Yapılacak İş:
Lütfen verideki tüm satırları, geçtiği her yerde "segmenter" ifadesi yerine "tool" yazarak düzenleyin. Geri kalan her şey aynen kalsın.

··· Alıştırma Verileri

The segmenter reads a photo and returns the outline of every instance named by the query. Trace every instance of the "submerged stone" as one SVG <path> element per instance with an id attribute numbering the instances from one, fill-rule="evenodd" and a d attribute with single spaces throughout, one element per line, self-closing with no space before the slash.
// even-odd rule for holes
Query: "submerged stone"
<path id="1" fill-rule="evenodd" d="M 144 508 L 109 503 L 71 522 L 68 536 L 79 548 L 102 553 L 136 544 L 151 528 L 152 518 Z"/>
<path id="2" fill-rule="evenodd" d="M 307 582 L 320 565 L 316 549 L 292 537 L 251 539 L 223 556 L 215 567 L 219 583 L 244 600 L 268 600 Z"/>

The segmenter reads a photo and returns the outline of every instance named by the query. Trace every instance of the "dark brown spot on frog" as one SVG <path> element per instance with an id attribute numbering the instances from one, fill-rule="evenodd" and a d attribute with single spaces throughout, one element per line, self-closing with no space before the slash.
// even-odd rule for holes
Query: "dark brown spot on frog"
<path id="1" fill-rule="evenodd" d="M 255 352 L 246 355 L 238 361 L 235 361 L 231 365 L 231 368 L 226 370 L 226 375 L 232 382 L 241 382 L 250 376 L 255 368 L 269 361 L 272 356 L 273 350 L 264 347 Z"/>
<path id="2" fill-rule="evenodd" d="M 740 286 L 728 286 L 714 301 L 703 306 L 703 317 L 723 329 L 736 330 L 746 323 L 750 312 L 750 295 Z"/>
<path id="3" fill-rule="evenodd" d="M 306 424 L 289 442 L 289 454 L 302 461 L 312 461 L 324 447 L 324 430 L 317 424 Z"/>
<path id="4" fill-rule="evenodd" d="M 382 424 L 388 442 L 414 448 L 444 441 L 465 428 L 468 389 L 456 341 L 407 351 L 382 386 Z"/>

······

Yanıt:
The tool reads a photo and returns the outline of every instance named by the query. Trace every instance of the "submerged stone" as one SVG <path> element per instance with an id attribute numbering the instances from one, fill-rule="evenodd" and a d attribute with single spaces throughout, one element per line, self-closing with no space before the slash.
// even-odd rule for holes
Query: "submerged stone"
<path id="1" fill-rule="evenodd" d="M 144 508 L 109 503 L 71 522 L 68 536 L 79 548 L 102 553 L 136 544 L 151 528 L 152 518 Z"/>
<path id="2" fill-rule="evenodd" d="M 307 582 L 320 565 L 316 549 L 292 537 L 251 539 L 223 556 L 215 567 L 219 583 L 244 600 L 268 600 Z"/>

The tool reads a photo and returns the outline of every instance named by the query. Trace every instance of the "dark brown spot on frog" as one SVG <path> element per instance with an id attribute numbering the instances from one, fill-rule="evenodd" and a d attribute with single spaces throughout, one element per line, self-closing with no space before the slash.
// even-odd rule for holes
Query: "dark brown spot on frog"
<path id="1" fill-rule="evenodd" d="M 255 352 L 246 355 L 238 361 L 235 361 L 231 365 L 231 368 L 226 370 L 226 375 L 232 382 L 241 382 L 250 376 L 255 368 L 269 361 L 272 356 L 273 350 L 264 347 Z"/>
<path id="2" fill-rule="evenodd" d="M 740 286 L 728 286 L 714 301 L 703 306 L 703 317 L 723 329 L 736 330 L 746 323 L 750 312 L 750 295 Z"/>
<path id="3" fill-rule="evenodd" d="M 306 424 L 289 442 L 289 454 L 302 461 L 312 461 L 324 447 L 324 430 L 317 424 Z"/>
<path id="4" fill-rule="evenodd" d="M 382 424 L 388 442 L 414 448 L 444 441 L 465 428 L 468 389 L 456 341 L 407 351 L 382 386 Z"/>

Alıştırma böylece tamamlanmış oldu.